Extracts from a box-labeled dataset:
#####

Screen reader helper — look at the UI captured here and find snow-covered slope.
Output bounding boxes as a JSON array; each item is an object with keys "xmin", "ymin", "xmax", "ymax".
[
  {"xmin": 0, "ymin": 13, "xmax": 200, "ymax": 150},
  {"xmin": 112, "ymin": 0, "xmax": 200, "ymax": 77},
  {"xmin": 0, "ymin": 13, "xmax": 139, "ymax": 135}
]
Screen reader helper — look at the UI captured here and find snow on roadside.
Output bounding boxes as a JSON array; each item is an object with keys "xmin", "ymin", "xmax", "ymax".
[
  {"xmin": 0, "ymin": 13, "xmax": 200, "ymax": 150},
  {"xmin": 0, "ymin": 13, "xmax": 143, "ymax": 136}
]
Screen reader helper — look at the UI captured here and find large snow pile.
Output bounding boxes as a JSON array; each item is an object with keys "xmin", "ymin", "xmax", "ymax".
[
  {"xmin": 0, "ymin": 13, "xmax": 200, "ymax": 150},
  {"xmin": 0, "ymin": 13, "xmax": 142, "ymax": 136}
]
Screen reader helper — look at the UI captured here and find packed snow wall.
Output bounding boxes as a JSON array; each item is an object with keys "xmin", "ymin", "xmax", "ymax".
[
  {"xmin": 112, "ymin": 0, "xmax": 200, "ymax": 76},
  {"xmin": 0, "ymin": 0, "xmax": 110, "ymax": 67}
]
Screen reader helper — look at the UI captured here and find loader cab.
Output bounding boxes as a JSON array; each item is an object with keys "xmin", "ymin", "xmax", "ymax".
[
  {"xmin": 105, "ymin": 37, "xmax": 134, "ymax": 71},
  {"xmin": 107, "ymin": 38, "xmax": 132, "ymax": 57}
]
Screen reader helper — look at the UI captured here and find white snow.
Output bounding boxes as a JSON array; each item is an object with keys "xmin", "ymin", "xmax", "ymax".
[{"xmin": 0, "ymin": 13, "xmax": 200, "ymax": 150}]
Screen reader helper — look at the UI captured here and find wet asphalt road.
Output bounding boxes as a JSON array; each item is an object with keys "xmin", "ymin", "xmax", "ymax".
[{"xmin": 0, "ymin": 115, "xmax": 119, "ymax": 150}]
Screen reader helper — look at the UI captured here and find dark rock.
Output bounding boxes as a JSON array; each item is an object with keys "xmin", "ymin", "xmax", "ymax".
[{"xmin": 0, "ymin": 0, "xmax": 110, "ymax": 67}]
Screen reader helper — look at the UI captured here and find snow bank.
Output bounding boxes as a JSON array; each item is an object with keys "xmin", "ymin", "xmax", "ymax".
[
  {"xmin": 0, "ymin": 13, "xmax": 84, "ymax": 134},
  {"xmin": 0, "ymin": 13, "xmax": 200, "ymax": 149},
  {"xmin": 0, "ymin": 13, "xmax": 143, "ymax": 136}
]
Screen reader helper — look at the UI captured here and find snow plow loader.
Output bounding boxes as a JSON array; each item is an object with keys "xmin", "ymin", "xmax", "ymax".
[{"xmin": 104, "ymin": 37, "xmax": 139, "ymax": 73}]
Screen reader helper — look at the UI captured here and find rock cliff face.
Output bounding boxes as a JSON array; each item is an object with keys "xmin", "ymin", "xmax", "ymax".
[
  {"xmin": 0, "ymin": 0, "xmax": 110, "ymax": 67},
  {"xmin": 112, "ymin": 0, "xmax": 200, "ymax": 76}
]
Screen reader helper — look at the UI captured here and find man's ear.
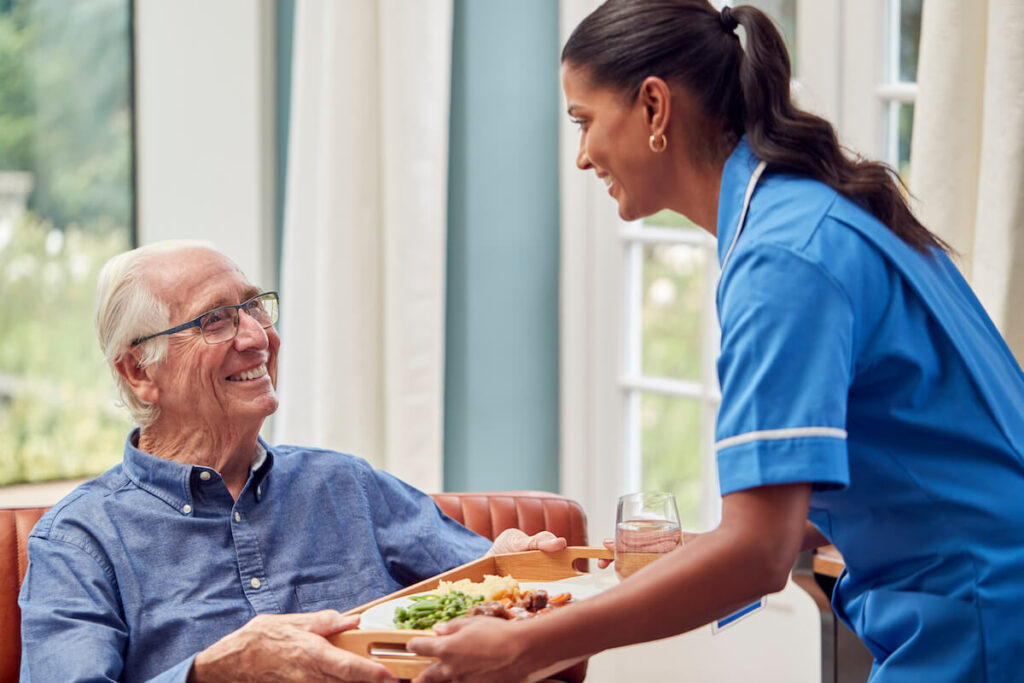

#####

— Problem statement —
Collect each line in the material above that contains the word "here".

— Result for this task —
Screen reader helper — look at the UI captured here and find snow-covered slope.
Screen reader helper — look at the UI captured here and find snow on roadside.
Screen reader helper — look at the UI captured here and find large snow pile.
Screen reader helper — look at the UI captured here and find packed snow wall.
Screen reader helper — look at the UI captured here and find loader cab.
Screen reader helper — look at the UI captured here and find white snow.
Screen reader helper — look at the UI captured here and find wet asphalt road.
Screen reader helper — look at the UI captured here and find dark rock.
Screen reader helper — look at the UI captured here and find snow bank.
Screen reader helper — look at the UI captured here and find snow plow loader.
Screen reader helper — look at the UI captured here and find rock cliff face.
Screen reader helper — look at the UI captured here and find man's ear.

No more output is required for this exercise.